Segment Start: Information
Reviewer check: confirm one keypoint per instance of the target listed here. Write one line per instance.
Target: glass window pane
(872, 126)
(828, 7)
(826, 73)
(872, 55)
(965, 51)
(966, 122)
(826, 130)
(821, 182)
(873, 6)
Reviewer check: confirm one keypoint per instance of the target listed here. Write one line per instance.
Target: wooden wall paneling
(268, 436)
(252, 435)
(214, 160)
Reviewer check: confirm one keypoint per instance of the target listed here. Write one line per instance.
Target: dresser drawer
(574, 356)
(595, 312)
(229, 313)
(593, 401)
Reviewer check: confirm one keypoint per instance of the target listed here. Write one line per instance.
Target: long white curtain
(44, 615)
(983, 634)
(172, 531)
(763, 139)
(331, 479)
Segment End: Information
Reproduce all of the data above, exactly and without omission.

Reviewer check: confirm one keypoint per instance of the target listed here. Write one line per instance.
Target: glass window pane
(872, 126)
(828, 7)
(826, 73)
(872, 55)
(965, 51)
(966, 122)
(826, 130)
(821, 182)
(873, 6)
Reviewer check: confirm one keypoint per instance of the target listed here. Write one line per instance.
Target: wooden wall paneling
(268, 436)
(252, 435)
(214, 160)
Reviewer check: confirm one keypoint per instance of the target listed here. Write one line per instance.
Target: dresser drawer
(574, 356)
(595, 312)
(229, 313)
(593, 401)
Reviewer check: confirm one keypoint per instance of the target listed here. Write one line per instance.
Target: long white curtain
(44, 615)
(983, 634)
(172, 531)
(763, 139)
(331, 479)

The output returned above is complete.